DO THIS - Write out the lines from the line with "Find the white" up to and including the line with "[[[15,82],[13,82],[11,80],[7,80],[7,83],[8,84],[16,84]]]", reproducing each one without change and leaving out the pictures.
* BEGIN SUPPLIED RECORDS *
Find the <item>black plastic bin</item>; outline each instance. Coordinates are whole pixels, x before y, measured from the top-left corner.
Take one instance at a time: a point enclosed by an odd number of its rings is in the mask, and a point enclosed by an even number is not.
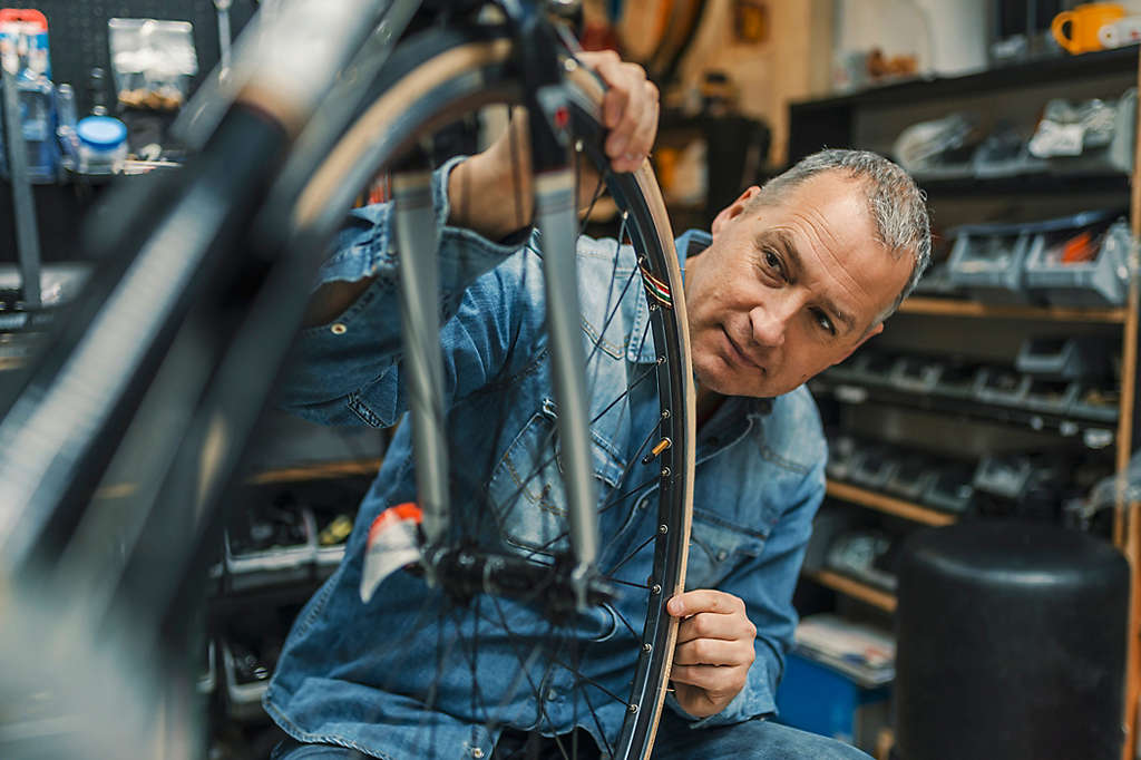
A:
* END SUPPLIED RECORDS *
* BEGIN SUPPLIED RECORDS *
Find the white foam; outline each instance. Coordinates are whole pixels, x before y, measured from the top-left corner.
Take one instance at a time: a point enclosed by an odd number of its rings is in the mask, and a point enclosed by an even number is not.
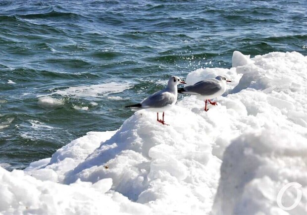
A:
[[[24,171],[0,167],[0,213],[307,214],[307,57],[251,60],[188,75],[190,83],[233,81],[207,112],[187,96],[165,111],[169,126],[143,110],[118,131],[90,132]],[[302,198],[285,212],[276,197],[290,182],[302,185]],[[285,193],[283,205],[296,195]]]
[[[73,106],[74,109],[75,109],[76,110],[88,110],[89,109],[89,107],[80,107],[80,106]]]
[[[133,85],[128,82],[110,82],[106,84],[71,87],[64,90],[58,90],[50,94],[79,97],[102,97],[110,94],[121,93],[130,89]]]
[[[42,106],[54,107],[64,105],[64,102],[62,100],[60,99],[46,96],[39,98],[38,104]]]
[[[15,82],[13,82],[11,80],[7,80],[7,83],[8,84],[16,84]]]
* END SUPPLIED RECORDS *
* BEGIN SUPPLIED RECORDS *
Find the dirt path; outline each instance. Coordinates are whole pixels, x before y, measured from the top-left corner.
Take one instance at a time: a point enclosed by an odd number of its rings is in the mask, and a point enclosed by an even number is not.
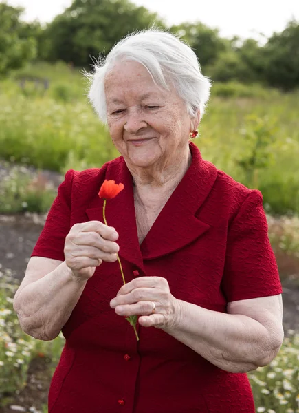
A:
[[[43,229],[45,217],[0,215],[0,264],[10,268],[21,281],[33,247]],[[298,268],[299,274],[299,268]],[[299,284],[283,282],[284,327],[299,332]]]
* END SUPPLIED RECORDS *
COMPLETE OUTPUT -
Find the white foam; outline each instance. Coordinates are whole pixels, x before y, measured from the top-left corner.
Take one instance at a time: a point enclosed by an odd number of its rings is in the mask, and a point enclosed by an even number is not.
A:
[[[24,171],[0,167],[0,213],[307,214],[307,57],[251,60],[188,75],[190,83],[233,81],[207,112],[187,96],[165,111],[169,126],[143,110],[118,131],[90,132]],[[302,198],[285,212],[276,197],[290,182],[302,185]],[[285,193],[283,205],[296,195]]]
[[[73,106],[74,109],[75,109],[76,110],[88,110],[89,109],[89,107],[80,107],[80,106]]]
[[[133,85],[128,82],[110,82],[106,84],[71,87],[64,90],[58,90],[50,94],[79,97],[102,97],[110,94],[121,93],[130,89]]]
[[[42,106],[54,107],[64,105],[64,102],[62,100],[60,99],[46,96],[39,98],[38,104]]]
[[[15,82],[13,82],[11,80],[7,80],[7,83],[8,84],[16,84]]]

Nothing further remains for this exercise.